Files to lib/System/Win32

Hi

Here is my first patches to the Win32 platform.

They compile on the mingw platform.

I haven't test them yet, but I thought it will best to put them in the save, just in case...

/Henrik

Path.cpp (8.5 KB)

SysConfig.cpp (1.3 KB)

Program.cpp.diff (4.25 KB)

Signals.cpp.diff (6.09 KB)

Uh... shouldn't a Win32 port use the Win32 API?

Yes, it should. I haven't reviewed Henrik's change set yet but if it
doesn't look like clean Win32 code then I will create a separate target
named MingW and adjust the configure script accordingly.

On the other hand, no one has submitted any Win32 patches yet, so first
come first served :slight_smile:

Reid.

Henrik,

The patches you submitted will not work (at all) for the Win32 platform
because they (still) use Unix system calls. Win32 doesn't have mkdtemp,
fork, execve, etc. Furthermore in Path.cpp forward slashes are still
used. These need to be changed to back slashes.

So, I'm not familiar with mingw platform. Since you've stated they
compile on your mingw platform, I'm assuming mingw is some kind of Unix
clone like cygwin. That raises for me the issue of whether we really
want to support *another* Unix interface on Windows. We are already
supporting cygwin and Interix.

So, would you consider using cygwin or Interix instead of mingw? If not,
then I will place your patches into a lib/System/MingW directory and you
can provide the implementation there. If you want to go that way you'll
need to make some corrections to your patches. The main one is that
you've replicated the generic Unix code into the Path.cpp file. Instead
of doing that, I would prefer it if you #included it so we don't have
duplicate Unix code all over the place.

Thanks,

Reid.

It isn't Win32 code at all. It depends on Unix emulation.

Oh, all right. I'll take a crack at it. I'm an experienced Windows
programmer (but I was programming Unix before Windows even existed). I
was tempted to volunteer but Henrik beat me to it and anyway I'm not
sure if I can afford to spend the time required to do this.

It's not just System/Win32. To properly build on Windows it is bad form
to use anything other than Microsoft's Visual Studio. Even using
makefiles is frowned upon (well, considering Microsoft's offering of
"nmake"...). And "configure" is right out.

But there are some issues with System I'm going to have to take care of
besides using Win32. There appears to be some Unix assumptions like the
presence of /etc or the HOME environment variable. Neither have any
true equivalent in Windows.

And then there's the gcc front end... gcc cannot be bootstrapped using
Microsoft's compiler or a non-Unix-like environment. It may not be
possible at all to do a proper Windows port of the front end. The
Windows ports of gcc generally pretend they're running on Unix.

Anyway, I'll start and take a closer look at System.

EXTRACTED MATERIAL:
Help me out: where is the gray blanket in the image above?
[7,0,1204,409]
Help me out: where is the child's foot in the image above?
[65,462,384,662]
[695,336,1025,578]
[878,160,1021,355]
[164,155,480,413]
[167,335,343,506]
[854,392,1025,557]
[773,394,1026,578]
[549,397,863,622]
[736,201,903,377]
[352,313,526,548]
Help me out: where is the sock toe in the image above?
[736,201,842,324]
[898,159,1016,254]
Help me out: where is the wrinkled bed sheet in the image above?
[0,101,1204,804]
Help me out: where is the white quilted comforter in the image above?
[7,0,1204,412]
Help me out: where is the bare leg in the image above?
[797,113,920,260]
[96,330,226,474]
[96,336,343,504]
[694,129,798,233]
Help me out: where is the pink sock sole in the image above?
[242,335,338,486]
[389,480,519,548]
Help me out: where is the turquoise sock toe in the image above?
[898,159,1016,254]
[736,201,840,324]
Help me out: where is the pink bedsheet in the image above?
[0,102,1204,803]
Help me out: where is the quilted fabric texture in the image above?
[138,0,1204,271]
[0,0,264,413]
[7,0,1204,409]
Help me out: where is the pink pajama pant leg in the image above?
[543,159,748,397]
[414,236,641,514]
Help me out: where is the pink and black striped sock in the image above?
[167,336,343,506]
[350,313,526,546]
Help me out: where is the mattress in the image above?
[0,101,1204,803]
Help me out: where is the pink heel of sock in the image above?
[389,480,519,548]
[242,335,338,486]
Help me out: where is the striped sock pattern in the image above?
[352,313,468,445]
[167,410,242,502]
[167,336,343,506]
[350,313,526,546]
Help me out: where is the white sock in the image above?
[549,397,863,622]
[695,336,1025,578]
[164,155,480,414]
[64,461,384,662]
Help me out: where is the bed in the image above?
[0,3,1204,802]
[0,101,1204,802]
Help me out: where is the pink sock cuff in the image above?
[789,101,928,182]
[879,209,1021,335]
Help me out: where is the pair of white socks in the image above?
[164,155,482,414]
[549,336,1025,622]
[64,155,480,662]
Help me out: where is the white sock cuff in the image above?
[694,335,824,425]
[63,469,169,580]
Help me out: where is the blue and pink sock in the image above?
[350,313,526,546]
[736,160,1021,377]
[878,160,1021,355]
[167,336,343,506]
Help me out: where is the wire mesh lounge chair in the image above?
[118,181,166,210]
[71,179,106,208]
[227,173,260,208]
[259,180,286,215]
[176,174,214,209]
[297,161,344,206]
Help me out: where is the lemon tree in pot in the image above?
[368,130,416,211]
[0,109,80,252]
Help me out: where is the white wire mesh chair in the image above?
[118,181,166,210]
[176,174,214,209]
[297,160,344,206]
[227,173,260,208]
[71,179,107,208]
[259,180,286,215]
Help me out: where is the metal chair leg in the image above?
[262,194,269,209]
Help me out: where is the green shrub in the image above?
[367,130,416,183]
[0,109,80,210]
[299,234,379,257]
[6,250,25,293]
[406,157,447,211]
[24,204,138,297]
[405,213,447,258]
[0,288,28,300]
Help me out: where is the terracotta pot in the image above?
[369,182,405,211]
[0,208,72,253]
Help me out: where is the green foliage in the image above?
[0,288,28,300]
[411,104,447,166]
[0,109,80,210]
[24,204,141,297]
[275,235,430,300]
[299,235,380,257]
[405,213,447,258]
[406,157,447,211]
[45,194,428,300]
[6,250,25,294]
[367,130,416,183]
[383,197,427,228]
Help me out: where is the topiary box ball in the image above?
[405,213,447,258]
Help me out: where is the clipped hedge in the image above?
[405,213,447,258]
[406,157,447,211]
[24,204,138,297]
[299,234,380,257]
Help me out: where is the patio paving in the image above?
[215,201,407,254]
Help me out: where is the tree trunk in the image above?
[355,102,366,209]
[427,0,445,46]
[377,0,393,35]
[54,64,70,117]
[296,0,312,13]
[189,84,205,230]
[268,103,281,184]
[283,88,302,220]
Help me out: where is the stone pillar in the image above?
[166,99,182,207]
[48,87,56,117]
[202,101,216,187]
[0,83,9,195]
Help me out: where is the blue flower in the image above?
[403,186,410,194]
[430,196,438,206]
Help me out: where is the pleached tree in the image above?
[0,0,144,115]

PROBLEMS:
A) Restate as a short bulleted list the paragraph of the Win32 port discussion that begins "The patches you submitted will not work," keeping its main facts.
B) Write the next few sentences of the Win32 port discussion, picking up right after its final sentence.
The rows play no part in this exercise.

ANSWERS TO THE EXERCISES:
A)
- The submitted patches will not work at all on the Win32 platform.
- They still use Unix system calls, such as mkdtemp, fork, and execve, which Win32 does not have.
- Path.cpp still uses forward slashes, which need to be changed to backslashes.

B)
At least I'll be building LLVM on my fast computer :slight_smile:

Actually, this is one thing that does not need to be done. Windows is
quite happy using forward slashes in Win32 APIs. Of course, any path
you get /back/ from Windows will have back slashes.

But you do have to take drive letters into consideration...
Also network file paths of the form \\host\share-name\dir1\dir2\file.

Jeff,

These are all reasons why the Win32 port doesn't exist today. LLVM is
heavily influenced and implemented by Unix tools/concepts/facilities.
Since building on Win32 will also be a problem, I think that we should
just target cygwin as our Win32 solution for now and get that to work
really well. I know cygwin is a slow pig, but at least we can get LLVM
to work with it. We also have Interix which is another interesting
approach. However, I don't think Interix has the tool support that we
need to build LLVM, its just a Unix interface for windows machines,
isn't it?

I agree that if/when the time comes to support Win32 natively, it will
be a big job involving configuration, new makefiles and project files,
and all the other Visual studio shebang. I'm personally not up to that
task as my Win32 skills are ancient and I have no interest in updating
them.

So, my $0.02 worth on this is that we ought to just leave the Win32 port
alone for now. Most of us have Unix or cygwin and that works fine. When
LLVM gets nearer to commercialization it will become someone's JOB to
port it to Win32 at which time that will happen fairly rapidly. I'm not
saying "don't do it". If you have the time, by all means, it would be
VERY valuable. However, for now, it would also be valuable to just have
you validate the cygwin build regularly.

Make sense?

Reid.

I don't know anything about Interix.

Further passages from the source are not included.